→ **DO THIS**
Can you reproduce everything from the line containing "GET /v1/locate?image=&q=building HTTP/1.1" down to the end of the material, changing "cow" to "calf" and keeping everything else the same?

* * *

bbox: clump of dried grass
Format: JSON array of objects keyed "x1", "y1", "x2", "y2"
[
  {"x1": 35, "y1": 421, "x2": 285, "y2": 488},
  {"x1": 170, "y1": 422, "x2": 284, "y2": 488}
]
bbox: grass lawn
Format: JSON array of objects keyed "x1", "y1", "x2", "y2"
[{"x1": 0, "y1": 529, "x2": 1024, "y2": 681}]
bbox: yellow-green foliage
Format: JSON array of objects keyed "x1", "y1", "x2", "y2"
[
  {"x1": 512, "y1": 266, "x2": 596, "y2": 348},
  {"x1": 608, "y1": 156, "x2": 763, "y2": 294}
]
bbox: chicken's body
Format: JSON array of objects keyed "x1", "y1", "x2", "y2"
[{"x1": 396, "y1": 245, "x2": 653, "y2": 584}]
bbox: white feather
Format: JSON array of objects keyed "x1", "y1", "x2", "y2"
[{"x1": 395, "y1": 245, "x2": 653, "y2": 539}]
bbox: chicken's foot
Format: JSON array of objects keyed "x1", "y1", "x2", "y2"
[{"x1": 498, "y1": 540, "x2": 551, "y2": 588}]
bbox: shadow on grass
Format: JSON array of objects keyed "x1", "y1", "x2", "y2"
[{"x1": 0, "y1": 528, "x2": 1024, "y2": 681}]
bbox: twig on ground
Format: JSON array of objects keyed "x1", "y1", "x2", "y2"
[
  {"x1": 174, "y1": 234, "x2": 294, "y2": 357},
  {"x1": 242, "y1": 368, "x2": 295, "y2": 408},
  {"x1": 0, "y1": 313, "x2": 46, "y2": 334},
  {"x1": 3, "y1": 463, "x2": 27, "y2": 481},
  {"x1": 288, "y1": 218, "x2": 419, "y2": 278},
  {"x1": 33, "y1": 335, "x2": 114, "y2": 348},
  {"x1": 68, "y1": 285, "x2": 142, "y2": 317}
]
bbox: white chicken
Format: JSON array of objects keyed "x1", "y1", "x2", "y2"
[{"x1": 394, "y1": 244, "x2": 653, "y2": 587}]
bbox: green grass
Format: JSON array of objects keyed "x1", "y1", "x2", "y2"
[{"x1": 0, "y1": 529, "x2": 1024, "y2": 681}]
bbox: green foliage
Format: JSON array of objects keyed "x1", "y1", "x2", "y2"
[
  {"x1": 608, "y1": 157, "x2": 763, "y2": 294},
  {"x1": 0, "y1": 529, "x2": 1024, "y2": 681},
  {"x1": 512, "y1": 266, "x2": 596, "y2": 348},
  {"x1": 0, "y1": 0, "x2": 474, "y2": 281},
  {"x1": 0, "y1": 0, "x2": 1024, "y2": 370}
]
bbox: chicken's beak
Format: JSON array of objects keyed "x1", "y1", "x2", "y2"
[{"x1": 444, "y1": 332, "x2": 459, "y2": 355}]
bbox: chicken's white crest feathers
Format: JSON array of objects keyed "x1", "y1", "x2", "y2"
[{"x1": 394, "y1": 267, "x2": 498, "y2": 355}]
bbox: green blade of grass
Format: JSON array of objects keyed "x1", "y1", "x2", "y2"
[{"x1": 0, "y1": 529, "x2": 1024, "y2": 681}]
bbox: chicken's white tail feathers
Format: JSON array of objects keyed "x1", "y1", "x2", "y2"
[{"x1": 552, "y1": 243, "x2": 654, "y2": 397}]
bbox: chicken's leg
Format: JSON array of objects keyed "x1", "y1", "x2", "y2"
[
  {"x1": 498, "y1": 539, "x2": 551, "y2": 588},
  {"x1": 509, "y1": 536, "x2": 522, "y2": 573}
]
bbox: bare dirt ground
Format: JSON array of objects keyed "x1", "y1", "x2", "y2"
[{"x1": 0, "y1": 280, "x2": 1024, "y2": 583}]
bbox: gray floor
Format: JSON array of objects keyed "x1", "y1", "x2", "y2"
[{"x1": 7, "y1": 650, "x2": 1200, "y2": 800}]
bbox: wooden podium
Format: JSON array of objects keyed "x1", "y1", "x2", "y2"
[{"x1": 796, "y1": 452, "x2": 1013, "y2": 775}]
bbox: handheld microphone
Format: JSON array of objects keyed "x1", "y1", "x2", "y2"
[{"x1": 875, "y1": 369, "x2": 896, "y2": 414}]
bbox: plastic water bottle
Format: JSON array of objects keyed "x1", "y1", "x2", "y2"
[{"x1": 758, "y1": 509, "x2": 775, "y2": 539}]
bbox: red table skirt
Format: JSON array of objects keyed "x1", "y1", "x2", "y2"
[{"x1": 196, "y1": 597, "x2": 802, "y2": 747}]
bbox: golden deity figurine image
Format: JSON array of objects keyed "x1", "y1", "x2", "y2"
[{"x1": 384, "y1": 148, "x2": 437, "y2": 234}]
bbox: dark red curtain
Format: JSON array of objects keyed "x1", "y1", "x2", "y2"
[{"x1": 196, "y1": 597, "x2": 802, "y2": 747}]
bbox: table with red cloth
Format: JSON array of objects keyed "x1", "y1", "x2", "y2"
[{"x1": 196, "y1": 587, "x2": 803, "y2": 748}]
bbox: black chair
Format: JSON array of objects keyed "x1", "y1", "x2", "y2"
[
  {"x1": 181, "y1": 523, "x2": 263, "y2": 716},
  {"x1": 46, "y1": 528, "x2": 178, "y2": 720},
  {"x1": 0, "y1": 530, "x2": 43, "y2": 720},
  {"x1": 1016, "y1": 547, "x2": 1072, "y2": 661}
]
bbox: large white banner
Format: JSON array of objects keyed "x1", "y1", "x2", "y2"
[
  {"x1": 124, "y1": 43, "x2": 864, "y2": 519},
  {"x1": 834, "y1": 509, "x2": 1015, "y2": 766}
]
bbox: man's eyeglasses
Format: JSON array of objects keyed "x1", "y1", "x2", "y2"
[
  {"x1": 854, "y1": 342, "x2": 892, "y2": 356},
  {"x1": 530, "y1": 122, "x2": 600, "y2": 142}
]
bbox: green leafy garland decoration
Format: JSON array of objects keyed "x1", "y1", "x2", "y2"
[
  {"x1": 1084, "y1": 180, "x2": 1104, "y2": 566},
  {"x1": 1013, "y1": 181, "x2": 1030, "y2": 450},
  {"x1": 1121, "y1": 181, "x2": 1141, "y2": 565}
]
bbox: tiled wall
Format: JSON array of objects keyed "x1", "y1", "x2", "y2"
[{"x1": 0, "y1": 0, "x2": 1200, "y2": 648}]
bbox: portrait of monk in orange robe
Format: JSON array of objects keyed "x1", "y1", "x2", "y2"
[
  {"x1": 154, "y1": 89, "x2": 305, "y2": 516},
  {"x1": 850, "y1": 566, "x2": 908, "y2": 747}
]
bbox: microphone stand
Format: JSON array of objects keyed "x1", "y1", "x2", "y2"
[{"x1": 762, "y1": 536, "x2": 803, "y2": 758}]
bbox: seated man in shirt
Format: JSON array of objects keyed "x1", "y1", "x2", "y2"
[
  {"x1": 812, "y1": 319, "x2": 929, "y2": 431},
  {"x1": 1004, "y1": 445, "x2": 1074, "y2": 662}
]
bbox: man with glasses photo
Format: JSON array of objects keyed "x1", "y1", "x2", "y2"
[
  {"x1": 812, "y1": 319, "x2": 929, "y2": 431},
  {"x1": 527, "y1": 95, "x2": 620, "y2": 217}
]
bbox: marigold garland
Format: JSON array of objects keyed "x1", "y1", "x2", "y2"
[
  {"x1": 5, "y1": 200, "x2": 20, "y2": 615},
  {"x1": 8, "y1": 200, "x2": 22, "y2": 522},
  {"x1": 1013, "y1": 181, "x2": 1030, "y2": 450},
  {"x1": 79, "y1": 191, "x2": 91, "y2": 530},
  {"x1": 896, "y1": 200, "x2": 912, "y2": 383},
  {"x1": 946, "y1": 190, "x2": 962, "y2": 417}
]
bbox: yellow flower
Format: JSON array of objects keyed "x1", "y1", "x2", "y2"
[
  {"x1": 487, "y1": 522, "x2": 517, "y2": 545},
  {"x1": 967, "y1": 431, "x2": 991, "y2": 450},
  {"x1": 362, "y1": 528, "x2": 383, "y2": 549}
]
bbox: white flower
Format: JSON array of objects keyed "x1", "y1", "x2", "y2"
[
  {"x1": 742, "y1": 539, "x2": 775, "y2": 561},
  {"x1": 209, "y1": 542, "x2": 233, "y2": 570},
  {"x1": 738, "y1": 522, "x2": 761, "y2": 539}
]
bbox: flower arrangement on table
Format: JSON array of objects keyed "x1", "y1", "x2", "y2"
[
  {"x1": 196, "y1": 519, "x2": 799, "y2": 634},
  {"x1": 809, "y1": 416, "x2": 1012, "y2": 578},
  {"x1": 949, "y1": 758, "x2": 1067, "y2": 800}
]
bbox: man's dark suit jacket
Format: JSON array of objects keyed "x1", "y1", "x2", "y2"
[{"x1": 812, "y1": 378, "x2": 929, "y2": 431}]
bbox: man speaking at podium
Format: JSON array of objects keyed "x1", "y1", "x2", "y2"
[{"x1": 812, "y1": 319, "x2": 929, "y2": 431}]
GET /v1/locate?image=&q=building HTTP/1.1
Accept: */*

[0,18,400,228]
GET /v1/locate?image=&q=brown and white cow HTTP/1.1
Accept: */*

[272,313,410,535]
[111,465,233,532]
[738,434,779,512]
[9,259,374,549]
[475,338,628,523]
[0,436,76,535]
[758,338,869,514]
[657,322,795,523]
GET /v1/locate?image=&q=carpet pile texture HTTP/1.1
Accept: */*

* * *

→ **EXERCISE RESPONSE**
GET /v1/locate?image=&q=building HTTP/1.1
Accept: */*

[0,18,400,228]
GET /v1/locate?image=&q=brown and white calf HTTP/1.1
Accept: */*

[272,313,410,535]
[111,465,233,532]
[738,434,779,512]
[9,259,374,549]
[475,338,628,523]
[0,436,76,535]
[758,338,869,514]
[657,322,795,523]
GET /v1/locate?image=&q=carpet pile texture HTTP/1.1
Accept: */*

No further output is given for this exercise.